**Exercise description**
Copy every line of the records below, keeping each one unchanged.

--- BEGIN Extracted data ---

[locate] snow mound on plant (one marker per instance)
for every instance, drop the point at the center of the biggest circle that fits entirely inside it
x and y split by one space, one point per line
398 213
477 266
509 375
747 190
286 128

--- END Extracted data ---

**Output for this task**
[locate] snow mound on plant (one marker per instance)
for every instance, drop the point at the center of the biggest circle that fits entirely inside it
x and y split by one space, one point per line
398 213
477 266
509 375
747 190
286 128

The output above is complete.